TO DO:
Please copy out, character for character, the stretch from the line containing "For the trial" through the line containing "x=174 y=182", both included.

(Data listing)
+++

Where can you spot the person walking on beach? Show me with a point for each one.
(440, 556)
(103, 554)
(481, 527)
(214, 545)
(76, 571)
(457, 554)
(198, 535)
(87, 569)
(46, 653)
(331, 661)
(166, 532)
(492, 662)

+++

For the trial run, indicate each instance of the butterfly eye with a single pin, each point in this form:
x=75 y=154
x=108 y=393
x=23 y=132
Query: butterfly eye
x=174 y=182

+++

OUTPUT BELOW:
For the trial run, indicate each instance of the butterfly eye with a single pin, each point in this form:
x=75 y=154
x=108 y=393
x=23 y=132
Query: butterfly eye
x=174 y=182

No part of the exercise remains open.